→ **EXERCISE DESCRIPTION**:
All of the entries below should be copied exactly as they appear.

=== Section Start ===

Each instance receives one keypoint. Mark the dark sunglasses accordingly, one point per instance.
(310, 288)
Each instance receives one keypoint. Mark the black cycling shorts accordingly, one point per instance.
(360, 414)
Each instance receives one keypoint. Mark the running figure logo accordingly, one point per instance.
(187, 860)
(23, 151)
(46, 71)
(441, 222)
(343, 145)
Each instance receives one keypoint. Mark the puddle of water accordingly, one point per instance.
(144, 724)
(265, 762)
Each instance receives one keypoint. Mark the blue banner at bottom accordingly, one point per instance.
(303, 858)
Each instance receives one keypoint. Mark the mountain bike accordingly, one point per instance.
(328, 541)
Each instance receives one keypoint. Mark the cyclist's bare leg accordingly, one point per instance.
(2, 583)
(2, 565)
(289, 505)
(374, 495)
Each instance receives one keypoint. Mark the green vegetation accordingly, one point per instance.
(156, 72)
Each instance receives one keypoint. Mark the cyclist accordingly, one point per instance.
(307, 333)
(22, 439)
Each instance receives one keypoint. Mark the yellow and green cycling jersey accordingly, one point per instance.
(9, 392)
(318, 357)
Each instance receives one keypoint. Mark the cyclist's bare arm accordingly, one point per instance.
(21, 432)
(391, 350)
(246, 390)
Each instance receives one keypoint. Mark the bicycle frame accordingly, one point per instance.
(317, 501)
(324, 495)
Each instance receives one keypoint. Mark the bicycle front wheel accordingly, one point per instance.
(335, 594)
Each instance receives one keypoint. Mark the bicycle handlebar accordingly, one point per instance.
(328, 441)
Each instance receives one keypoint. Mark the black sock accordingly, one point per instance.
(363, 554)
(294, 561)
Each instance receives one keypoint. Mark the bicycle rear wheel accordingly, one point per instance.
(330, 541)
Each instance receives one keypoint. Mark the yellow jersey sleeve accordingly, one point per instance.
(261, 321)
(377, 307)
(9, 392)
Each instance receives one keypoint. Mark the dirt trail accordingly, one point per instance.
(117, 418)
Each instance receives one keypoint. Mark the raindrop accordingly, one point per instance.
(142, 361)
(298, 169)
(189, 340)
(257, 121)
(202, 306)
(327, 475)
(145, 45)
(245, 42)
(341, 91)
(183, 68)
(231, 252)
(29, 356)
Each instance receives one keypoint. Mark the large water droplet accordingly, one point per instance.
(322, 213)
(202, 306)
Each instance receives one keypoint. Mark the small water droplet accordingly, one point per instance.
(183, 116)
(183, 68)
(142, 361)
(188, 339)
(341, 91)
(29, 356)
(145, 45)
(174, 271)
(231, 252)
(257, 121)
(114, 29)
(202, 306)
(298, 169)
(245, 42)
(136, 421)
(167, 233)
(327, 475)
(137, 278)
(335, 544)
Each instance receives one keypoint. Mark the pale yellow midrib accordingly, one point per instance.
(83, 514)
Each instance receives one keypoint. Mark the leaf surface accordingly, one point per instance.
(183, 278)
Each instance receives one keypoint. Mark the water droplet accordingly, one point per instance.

=== Section End ===

→ **OUTPUT**:
Each instance receives one keypoint. Mark the dark sunglasses accordingly, one point per instance.
(310, 288)
Each instance receives one keypoint. Mark the black cycling shorts accordingly, one point per instance.
(360, 414)
Each instance receives one keypoint. Mark the running figure logo accordingly, one point per instance.
(187, 860)
(23, 151)
(46, 71)
(441, 222)
(343, 145)
Each instance receives one keypoint. Mark the puddle of water accordingly, one point per instance.
(144, 724)
(265, 762)
Each instance receives one keypoint. Mark the blue banner at bottom accordingly, one point per instance.
(303, 858)
Each instance receives one keypoint. Mark the mountain bike accordingly, one point per instance.
(328, 541)
Each instance receives one keypoint. Mark the cyclist's bare leg accordingly, one point per instance.
(2, 583)
(2, 565)
(289, 505)
(374, 495)
Each instance receives one keypoint. Mark the green vegetation accordingly, one point per instance.
(156, 72)
Each instance receives one keypoint. Mark the cyclist accordingly, one point per instance.
(307, 333)
(22, 439)
Each instance receives one keypoint. Mark the yellow and green cycling jersey accordingly, one point per instance.
(9, 392)
(318, 357)
Each instance receives one keypoint. Mark the cyclist's bare arm accordingly, one point per instance.
(21, 432)
(391, 350)
(246, 390)
Each instance receives one keypoint. Mark the bicycle frame accordingly, one point per instance.
(317, 501)
(324, 495)
Each instance receives one keypoint. Mark the bicycle front wheel accordingly, one point per instance.
(335, 594)
Each instance receives one keypoint. Mark the bicycle handlebar accordingly, one point per instance.
(328, 441)
Each instance receives one keypoint. Mark the black sock accordingly, one point per instance.
(363, 554)
(294, 561)
Each instance receives one keypoint. Mark the bicycle rear wheel accordingly, one point per instance.
(330, 541)
Each instance receives one keypoint. Mark the yellow jersey sleeve accordingly, one point per instance.
(261, 321)
(377, 307)
(9, 392)
Each instance receives one keypoint. Mark the dirt trail accordingly, one point per instance.
(117, 418)
Each instance receives one keypoint. Mark the raindrop accordingly, one point per instance.
(142, 361)
(298, 169)
(189, 340)
(257, 121)
(202, 306)
(327, 475)
(145, 45)
(245, 42)
(341, 91)
(183, 68)
(231, 252)
(29, 356)
Each instance receives one keypoint. Mark the large water droplet accordingly, one point per instance.
(322, 213)
(202, 306)
Each instance receives one keypoint. Mark the small water droplet accordingly, one point per instance.
(183, 116)
(183, 68)
(142, 361)
(188, 339)
(341, 91)
(29, 356)
(145, 45)
(174, 271)
(231, 252)
(257, 121)
(114, 29)
(202, 306)
(298, 169)
(245, 42)
(136, 421)
(167, 233)
(327, 475)
(137, 278)
(335, 544)
Each instance receives one keypoint. Mark the pale yellow midrib accordingly, one point per instance.
(83, 514)
Each instance receives one keypoint. Mark the leaf surface accordingly, one point per instance.
(183, 278)
Each instance receives one keypoint. Mark the water droplet accordingly, one point per instance.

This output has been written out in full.